Monday, February 23, 2009

"I fear the man who drinks water and remembers what the rest of us said last night." - Unknown

So there was not much rejoicing when my alarm went off this morning. I was in complete denial about it being Monday. The weekend had been that lovely, rainy sort wherein it was perfectly acceptable to sit on the couch all day and hurl insults at the TV while sipping tea – what? The Oscars were on and BeyoncĂ© was wearing a leotard with some business near her lady parts that looked as though her intestines were making their way down her legs after having been bedazzled. You cannot tell me you watched that spectacle without going, “Sweet tap-dancing Baby Moses! Do these people not have full-length mirrors?” I required a damp cloth on my forehead to get through her number. It was just such an assault on my retinas that I was afraid they would shoot out of my skull in a desperate attempt to save themselves. Thank the sweet Lord in heaven that Hugh was there to soften the blow of the Leotard From Somewhere Across the River Styx…

Anyhoo, it was difficult to get up this morning, if only because I felt like I needed just one more day to loiter around the house before returning to work. Plus, I have another deadline looming and WAAAAHHHHH!!!!!! Poor me.

## Dataset content

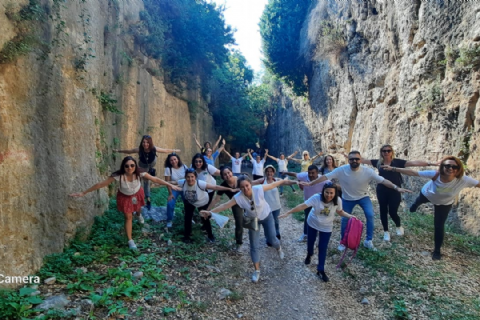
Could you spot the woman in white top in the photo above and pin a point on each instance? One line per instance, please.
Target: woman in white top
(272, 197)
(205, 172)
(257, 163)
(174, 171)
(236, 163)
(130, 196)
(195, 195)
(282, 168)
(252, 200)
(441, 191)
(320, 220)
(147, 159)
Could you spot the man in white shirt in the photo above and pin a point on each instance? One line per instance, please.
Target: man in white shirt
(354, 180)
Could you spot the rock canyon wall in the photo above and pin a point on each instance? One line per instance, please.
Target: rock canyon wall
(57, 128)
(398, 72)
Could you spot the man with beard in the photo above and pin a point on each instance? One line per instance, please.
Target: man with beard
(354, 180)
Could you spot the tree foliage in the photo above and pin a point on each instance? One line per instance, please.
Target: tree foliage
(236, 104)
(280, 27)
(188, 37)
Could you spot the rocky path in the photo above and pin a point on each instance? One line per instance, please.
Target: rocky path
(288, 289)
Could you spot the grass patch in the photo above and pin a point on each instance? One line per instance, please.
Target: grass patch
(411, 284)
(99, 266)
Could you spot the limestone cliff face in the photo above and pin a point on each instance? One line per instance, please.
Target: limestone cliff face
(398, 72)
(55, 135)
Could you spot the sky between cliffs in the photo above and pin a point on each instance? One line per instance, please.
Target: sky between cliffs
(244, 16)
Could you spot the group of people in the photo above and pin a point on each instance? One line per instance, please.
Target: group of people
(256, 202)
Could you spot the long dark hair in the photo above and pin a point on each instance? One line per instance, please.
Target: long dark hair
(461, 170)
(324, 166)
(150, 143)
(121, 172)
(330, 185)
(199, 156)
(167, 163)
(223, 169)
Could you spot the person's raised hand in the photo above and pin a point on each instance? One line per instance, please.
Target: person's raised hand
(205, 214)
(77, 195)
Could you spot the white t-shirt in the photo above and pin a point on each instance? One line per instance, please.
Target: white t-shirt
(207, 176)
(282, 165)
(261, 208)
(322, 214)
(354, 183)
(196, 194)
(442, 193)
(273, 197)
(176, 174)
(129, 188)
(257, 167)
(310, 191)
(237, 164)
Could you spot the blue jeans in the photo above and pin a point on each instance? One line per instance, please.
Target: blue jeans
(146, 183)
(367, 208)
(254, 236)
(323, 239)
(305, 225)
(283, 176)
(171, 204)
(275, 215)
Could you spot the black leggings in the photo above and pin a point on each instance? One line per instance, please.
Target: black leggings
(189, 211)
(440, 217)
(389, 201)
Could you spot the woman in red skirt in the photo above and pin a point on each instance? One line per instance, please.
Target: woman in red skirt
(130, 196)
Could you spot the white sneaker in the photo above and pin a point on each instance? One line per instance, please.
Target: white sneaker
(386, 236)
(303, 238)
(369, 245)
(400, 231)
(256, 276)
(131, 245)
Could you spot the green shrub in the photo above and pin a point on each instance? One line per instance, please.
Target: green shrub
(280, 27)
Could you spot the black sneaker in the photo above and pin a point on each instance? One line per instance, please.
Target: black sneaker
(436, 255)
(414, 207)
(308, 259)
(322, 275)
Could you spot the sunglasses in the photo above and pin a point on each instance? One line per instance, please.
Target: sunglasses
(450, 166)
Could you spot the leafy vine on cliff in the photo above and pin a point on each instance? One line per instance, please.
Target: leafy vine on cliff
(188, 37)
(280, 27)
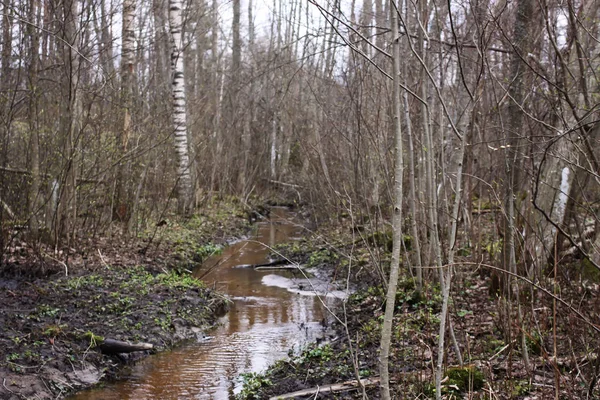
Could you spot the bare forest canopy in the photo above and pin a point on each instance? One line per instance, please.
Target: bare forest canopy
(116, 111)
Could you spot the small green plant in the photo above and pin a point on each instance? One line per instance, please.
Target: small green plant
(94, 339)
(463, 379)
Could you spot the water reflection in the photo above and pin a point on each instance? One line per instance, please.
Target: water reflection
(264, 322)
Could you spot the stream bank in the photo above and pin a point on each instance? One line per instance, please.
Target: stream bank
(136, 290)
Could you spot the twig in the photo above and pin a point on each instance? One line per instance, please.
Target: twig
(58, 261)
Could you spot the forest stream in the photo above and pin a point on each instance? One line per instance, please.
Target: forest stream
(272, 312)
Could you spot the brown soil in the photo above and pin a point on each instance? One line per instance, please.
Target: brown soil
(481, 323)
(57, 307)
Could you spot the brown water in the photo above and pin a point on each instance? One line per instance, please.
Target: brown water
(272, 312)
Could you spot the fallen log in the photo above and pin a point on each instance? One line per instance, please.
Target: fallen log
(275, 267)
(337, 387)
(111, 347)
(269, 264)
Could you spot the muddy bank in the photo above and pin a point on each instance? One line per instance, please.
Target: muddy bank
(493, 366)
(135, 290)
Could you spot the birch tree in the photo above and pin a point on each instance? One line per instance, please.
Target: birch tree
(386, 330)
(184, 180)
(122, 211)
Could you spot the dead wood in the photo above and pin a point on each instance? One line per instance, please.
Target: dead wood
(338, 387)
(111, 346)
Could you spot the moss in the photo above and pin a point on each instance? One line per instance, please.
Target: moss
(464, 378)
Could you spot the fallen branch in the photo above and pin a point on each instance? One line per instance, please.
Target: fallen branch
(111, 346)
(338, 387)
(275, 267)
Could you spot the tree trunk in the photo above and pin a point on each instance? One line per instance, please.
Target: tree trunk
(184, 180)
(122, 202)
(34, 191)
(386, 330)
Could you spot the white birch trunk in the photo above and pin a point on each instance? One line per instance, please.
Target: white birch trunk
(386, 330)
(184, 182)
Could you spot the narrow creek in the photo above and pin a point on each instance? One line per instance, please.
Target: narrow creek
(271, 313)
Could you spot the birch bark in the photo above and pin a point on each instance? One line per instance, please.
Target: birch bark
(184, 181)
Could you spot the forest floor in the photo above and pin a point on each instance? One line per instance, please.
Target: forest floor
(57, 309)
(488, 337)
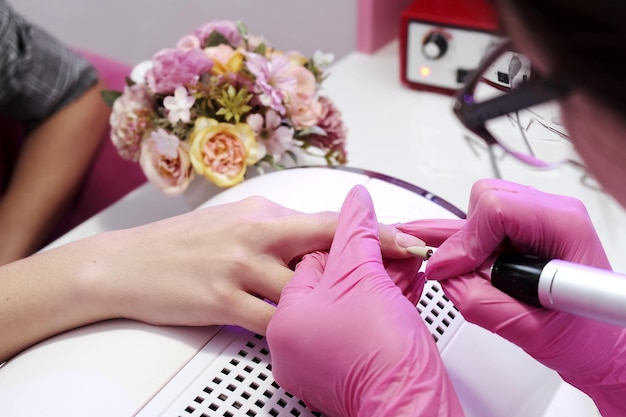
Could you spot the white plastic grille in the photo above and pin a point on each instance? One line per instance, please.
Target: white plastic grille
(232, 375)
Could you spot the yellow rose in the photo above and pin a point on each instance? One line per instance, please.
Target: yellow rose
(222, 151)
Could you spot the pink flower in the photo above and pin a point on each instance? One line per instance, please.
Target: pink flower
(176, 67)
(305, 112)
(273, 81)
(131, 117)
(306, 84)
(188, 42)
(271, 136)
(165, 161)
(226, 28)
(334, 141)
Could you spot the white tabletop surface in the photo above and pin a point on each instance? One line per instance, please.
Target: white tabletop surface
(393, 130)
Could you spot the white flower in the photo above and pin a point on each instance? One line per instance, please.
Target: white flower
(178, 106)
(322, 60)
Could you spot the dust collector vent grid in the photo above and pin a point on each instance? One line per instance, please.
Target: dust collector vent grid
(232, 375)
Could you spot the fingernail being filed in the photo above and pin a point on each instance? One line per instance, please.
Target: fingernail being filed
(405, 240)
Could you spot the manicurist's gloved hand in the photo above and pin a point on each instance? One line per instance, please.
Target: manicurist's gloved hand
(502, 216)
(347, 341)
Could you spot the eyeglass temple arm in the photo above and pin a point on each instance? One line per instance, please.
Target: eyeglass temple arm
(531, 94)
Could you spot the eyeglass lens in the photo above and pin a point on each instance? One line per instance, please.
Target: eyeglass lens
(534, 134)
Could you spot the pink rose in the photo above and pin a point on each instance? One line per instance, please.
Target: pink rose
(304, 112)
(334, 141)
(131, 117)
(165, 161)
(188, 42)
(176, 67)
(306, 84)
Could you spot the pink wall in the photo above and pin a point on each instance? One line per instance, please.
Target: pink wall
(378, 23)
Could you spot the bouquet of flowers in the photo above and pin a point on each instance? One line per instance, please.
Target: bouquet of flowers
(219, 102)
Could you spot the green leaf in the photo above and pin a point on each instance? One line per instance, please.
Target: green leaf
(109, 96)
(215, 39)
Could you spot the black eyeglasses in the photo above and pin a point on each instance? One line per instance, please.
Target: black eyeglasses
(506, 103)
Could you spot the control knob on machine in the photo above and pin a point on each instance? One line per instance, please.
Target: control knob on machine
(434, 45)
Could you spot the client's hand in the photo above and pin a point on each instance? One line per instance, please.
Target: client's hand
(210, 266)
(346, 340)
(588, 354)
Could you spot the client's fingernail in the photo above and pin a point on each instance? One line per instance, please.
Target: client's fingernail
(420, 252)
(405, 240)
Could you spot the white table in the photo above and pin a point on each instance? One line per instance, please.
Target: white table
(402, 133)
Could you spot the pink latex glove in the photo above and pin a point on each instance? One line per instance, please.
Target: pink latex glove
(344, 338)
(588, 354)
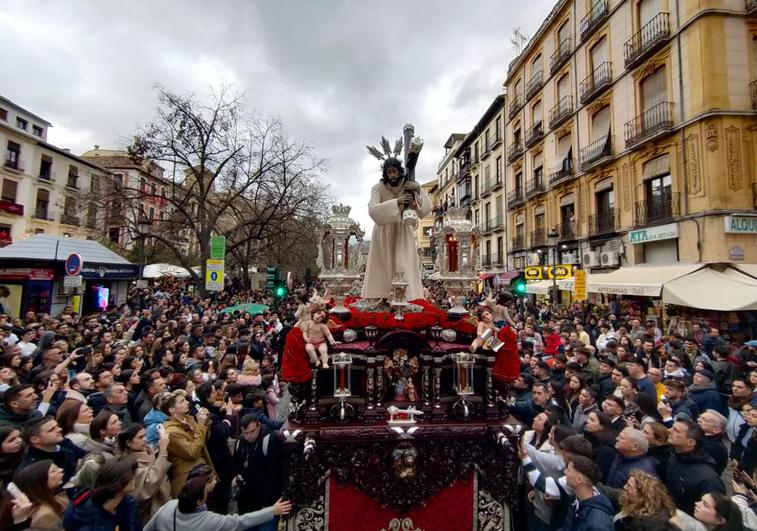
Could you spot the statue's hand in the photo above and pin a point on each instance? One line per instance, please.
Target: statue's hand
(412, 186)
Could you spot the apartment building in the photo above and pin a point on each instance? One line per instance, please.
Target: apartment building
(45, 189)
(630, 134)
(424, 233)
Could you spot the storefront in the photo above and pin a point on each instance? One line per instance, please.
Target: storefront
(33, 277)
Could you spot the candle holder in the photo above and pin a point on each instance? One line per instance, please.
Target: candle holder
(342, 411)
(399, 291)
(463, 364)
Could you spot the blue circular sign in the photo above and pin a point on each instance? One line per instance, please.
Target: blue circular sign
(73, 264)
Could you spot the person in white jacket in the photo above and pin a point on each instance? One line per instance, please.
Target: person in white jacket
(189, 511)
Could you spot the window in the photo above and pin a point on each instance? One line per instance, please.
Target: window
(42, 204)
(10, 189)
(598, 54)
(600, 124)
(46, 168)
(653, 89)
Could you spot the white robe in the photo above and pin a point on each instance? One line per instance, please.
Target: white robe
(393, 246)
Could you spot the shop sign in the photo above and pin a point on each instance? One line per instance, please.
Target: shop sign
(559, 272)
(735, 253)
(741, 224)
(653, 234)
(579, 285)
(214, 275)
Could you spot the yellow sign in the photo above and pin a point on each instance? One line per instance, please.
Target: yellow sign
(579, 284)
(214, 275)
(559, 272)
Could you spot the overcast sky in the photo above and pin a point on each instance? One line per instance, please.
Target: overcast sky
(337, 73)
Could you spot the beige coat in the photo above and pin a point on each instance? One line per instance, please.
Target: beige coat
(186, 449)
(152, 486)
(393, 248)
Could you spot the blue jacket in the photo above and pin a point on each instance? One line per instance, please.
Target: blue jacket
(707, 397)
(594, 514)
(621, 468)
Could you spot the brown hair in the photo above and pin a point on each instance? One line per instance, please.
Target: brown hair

## Task requirements
[A] Echo the blog post word for word, everything from "Anyhoo, it was" down to "WAAAAHHHHH!!!!!! Poor me.".
[B] For each statement, say yes or no depending on whether it agrees with the blog post, and quote the deciding words: (i) The weekend had rainy weather. (ii) The writer was glad when the alarm went off on Monday morning. (iii) The writer has a deadline approaching.
[C] According to the blog post, what was the writer drinking while sitting on the couch over the weekend?
The material that comes after the blog post is separate from it.

## Responses by item number
[A]
Anyhoo, it was difficult to get up this morning, if only because I felt like I needed just one more day to loiter around the house before returning to work. Plus, I have another deadline looming and WAAAAHHHHH!!!!!! Poor me.

[B]
(i) Yes: "The weekend had been that lovely, rainy sort"
(ii) No: "there was not much rejoicing when my alarm went off this morning"
(iii) Yes: "I have another deadline looming"

[C] Tea.